Extract the full listing below without altering a single character.

== Data for this exercise ==
:::
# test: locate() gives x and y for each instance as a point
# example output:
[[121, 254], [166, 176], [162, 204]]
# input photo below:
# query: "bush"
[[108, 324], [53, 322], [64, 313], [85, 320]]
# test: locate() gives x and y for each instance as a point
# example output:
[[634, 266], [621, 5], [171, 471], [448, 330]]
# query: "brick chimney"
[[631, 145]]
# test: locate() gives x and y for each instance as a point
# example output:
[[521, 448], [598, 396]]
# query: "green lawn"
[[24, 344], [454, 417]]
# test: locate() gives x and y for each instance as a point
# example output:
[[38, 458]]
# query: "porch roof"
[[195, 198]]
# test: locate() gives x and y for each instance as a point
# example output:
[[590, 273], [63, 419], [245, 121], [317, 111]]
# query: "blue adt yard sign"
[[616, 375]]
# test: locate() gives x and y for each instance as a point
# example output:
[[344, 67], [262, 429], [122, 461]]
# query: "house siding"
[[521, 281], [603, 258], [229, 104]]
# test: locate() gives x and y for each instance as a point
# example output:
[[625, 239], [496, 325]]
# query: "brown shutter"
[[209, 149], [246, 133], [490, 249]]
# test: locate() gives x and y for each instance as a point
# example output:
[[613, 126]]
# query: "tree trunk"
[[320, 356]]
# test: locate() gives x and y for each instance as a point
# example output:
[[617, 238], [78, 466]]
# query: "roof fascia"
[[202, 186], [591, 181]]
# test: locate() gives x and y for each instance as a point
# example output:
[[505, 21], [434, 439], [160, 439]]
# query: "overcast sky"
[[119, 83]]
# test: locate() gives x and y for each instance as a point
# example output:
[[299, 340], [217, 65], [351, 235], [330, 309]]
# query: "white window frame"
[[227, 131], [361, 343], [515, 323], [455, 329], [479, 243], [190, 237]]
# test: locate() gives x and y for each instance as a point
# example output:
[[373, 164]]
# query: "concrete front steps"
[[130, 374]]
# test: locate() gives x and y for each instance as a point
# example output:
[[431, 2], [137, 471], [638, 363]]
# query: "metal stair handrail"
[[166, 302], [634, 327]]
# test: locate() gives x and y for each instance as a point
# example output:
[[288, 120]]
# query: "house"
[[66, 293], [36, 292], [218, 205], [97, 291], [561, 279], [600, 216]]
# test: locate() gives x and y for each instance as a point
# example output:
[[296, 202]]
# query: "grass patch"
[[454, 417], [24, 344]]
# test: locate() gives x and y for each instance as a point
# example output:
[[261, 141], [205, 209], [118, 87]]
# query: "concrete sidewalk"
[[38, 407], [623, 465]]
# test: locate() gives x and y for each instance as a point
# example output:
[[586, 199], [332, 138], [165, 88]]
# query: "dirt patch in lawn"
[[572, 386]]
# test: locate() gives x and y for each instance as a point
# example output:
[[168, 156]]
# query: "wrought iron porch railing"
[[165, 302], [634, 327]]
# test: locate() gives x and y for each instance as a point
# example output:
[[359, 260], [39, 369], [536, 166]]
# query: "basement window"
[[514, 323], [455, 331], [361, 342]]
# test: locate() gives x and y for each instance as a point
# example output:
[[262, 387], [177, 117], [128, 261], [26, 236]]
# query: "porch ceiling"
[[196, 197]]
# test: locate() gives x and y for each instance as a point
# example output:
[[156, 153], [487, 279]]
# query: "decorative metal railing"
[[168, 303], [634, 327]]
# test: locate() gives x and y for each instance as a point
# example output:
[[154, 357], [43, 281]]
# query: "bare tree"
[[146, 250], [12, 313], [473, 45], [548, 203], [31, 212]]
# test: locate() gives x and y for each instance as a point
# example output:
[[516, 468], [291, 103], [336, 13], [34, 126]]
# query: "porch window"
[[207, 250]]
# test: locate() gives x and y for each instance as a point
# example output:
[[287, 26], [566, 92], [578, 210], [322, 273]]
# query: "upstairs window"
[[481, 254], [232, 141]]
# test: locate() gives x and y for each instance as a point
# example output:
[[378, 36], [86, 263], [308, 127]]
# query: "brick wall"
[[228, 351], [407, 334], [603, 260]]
:::
== Written answer ==
# test: locate() gives x and y for each instance as a point
# example output:
[[121, 254], [166, 176], [162, 204]]
# input photo below:
# query: "bush"
[[108, 324], [53, 322], [64, 313], [85, 320]]
# test: locate() gives x and y for each instance as a point
# example output:
[[634, 266], [621, 5], [171, 471], [448, 330]]
# query: "brick chimney"
[[631, 145]]
# test: locate() gives x and y for each instance as a point
# example output:
[[521, 448], [598, 396]]
# query: "green lawn"
[[24, 344], [454, 417]]
# test: locate() gives x and y for each instance as a point
# example output:
[[38, 458]]
# query: "porch roof"
[[195, 198]]
# test: locate() gives x and y for each instance as a point
# example output:
[[590, 273], [63, 419], [245, 121], [317, 111]]
# query: "blue adt yard sign"
[[616, 375]]
# test: locate() gives x and y for each instance as a point
# example output:
[[344, 67], [262, 429], [122, 461]]
# query: "house siding"
[[521, 281], [603, 258], [229, 104]]
# test: locate() gives x and y for each instance as a point
# example output:
[[625, 239], [496, 325]]
# query: "brown shutter"
[[209, 149], [246, 133], [490, 249]]
# test: locate() gives x and y for each instance as a point
# example output:
[[613, 126]]
# query: "tree trunk"
[[320, 356]]
# test: locate() gives x and y for each instance as a point
# example output:
[[617, 238], [78, 466]]
# query: "roof fascia"
[[202, 186], [591, 181]]
# test: locate() gives x and y for each instance as a point
# example output:
[[505, 21], [434, 439], [160, 439]]
# query: "overcast sky"
[[119, 83]]
# test: locate() gives x and y for each instance as a point
# example output:
[[299, 340], [217, 65], [351, 235], [330, 309]]
# query: "white window frame"
[[227, 131], [361, 343], [515, 323], [455, 329], [479, 243], [190, 237]]
# test: locate() gives x and y for each instance as a point
# example output:
[[373, 164]]
# query: "concrete front steps"
[[130, 374]]
# test: locate() gives x and y for each instance as a point
# example output:
[[431, 2], [137, 471], [638, 363]]
# query: "metal stair handrail"
[[166, 302], [634, 327]]
# test: locate() gives x and y for each instance as a point
# example output:
[[288, 120]]
# query: "house"
[[66, 293], [36, 292], [218, 205], [97, 291], [561, 279], [600, 216]]
# test: locate() gives x and y for each instance as a point
# example output:
[[296, 202]]
# query: "grass patch"
[[454, 417], [24, 344]]
# test: locate() gives x and y for each instance as a point
# example output:
[[261, 141], [205, 209], [118, 87]]
# query: "concrete sidewalk"
[[38, 407], [623, 465]]
# test: locate() gives x and y for each instance as a point
# example output:
[[586, 199], [332, 138], [165, 88]]
# query: "dirt patch in lawn"
[[572, 386]]
# test: locate() gives x and y for each instance as a point
# example output:
[[168, 156]]
# query: "wrought iron porch railing"
[[165, 302], [634, 327]]
# test: locate() gives x and y for each instance as a point
# example output:
[[359, 260], [39, 369], [536, 166]]
# query: "basement window"
[[514, 323], [455, 331], [361, 342]]
# test: locate() gives x and y for each instance as a point
# example output:
[[262, 387], [177, 117], [128, 261], [26, 236]]
# query: "porch ceiling"
[[196, 197]]
# test: locate() gives x and y for each instance as a point
# example output:
[[156, 153], [487, 279]]
# query: "decorative metal railing"
[[168, 303], [634, 327]]
# test: locate() gives x and y for each instance as a point
# example output:
[[154, 357], [43, 281]]
# query: "bare tree"
[[146, 250], [12, 313], [473, 45], [548, 203], [31, 212]]
# test: locate() gives x and y for each instance as a point
# example output:
[[516, 468], [291, 103], [336, 13], [34, 126]]
# query: "porch window"
[[207, 250]]
# test: locate() gives x and y for each instance as a point
# example output:
[[287, 26], [566, 92], [578, 210], [322, 273]]
# query: "upstairs window"
[[481, 254], [232, 141]]
# test: locate() gives x and y for each instance as a point
# example output:
[[378, 36], [86, 263], [308, 127]]
# query: "brick wall"
[[228, 351], [407, 334], [603, 260]]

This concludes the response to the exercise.